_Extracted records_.
↓
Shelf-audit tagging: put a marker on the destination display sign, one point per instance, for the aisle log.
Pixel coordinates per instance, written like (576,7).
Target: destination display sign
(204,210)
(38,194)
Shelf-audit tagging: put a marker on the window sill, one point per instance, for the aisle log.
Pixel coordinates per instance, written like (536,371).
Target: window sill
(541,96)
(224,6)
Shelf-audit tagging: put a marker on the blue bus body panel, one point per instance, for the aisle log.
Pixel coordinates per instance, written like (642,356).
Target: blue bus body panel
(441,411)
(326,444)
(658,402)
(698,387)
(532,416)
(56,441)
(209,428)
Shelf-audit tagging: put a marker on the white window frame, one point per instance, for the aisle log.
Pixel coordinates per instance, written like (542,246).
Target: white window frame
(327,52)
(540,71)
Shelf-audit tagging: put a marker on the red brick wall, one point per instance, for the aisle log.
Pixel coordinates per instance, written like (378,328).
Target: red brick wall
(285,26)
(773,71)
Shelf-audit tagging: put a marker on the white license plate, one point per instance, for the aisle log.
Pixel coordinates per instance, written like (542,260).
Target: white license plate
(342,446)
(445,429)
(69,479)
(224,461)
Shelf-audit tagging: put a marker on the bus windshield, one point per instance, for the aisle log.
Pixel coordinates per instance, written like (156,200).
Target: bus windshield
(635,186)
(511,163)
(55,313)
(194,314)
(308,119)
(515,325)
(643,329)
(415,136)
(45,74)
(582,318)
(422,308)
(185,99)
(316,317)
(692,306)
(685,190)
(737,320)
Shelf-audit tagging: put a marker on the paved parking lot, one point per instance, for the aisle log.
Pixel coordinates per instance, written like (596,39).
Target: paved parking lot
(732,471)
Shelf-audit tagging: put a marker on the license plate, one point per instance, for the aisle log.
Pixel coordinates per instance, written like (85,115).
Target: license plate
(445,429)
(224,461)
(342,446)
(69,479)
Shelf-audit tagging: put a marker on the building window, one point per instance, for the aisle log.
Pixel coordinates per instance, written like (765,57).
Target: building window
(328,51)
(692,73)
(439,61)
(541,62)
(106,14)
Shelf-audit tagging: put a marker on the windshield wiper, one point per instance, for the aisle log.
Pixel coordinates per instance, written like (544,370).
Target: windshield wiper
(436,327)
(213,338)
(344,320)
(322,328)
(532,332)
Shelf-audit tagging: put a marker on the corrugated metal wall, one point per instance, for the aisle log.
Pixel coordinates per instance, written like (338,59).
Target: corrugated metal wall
↑
_TASK TO CARRY OUT_. Change every occurrence of "aisle log" in the records above to "inventory log", leaving everything else unchanged.

_COMPLETE RESPONSE_.
Shelf-audit tagging: put a marker on the destination display sign, one point per instance, for the inventory log.
Pixel coordinates per instance, written like (576,7).
Target: destination display sign
(204,210)
(38,194)
Shelf-audit tagging: put a marker on the window sill, one point per instance, for the inventory log.
Pixel coordinates per instance, written like (536,371).
Target: window sill
(541,96)
(224,6)
Shelf-audit tagging: put a marker on the blue bus body panel, one point per instance, for the inventory log.
Pixel coordinates per instance, written like (642,356).
Target: blue bus body panel
(441,411)
(326,444)
(658,402)
(698,387)
(532,416)
(56,441)
(209,428)
Shelf-audit tagging: put a marker on the white window frame, one point per instance, for the inventory log.
Pixel coordinates per instance, written like (542,246).
Target: white window frame
(327,52)
(540,71)
Shelf-audit tagging: put a marker on the red brick wall, one point per instance, for the inventory log.
Pixel coordinates per instance, written like (378,328).
Target: red brick wall
(285,26)
(773,71)
Shelf-audit tagging: put a marker on the white license plate, one point per instance, for the inventory log.
Pixel coordinates per instance, written like (542,260).
Target: white license plate
(342,446)
(445,429)
(69,479)
(224,461)
Shelf-audit tagging: put a marker on the bus windshield, one point per instance, for the inventory log.
Pixel coordinates per instance, written like (156,200).
Target: bus windshield
(635,186)
(511,163)
(55,313)
(194,314)
(308,119)
(515,325)
(643,329)
(415,136)
(45,74)
(582,318)
(422,308)
(185,99)
(316,317)
(692,306)
(685,190)
(737,320)
Shelf-audit tagging: put a marker on the paved parking lot, one point per instance, for the inventory log.
Pixel coordinates per instance, written like (596,39).
Target: paved parking lot
(732,471)
Shelf-audit tagging: put a marker on the license plate, one point per instance, for the inventory log.
Pixel coordinates per instance, written like (85,115).
Target: license plate
(445,429)
(224,461)
(342,446)
(69,479)
Shelf-audit tagging: put a marker on the building window, one point per instance, for the inventory log.
Pixel coordinates per instance, written like (765,57).
Target: building window
(328,51)
(692,73)
(439,61)
(541,62)
(106,14)
Shelf-audit tagging: put a marker on the windshield wiper, one point per instance, for the inventory log.
Pixel coordinates per instance, written like (544,370).
Target: windshield wiper
(436,327)
(213,338)
(344,320)
(322,328)
(532,332)
Shelf-audit tagging: put a marker on the corrugated metal wall, one point per instance, for the inventory log.
Pixel coordinates per instance, written like (338,59).
Target: corrugated metal wall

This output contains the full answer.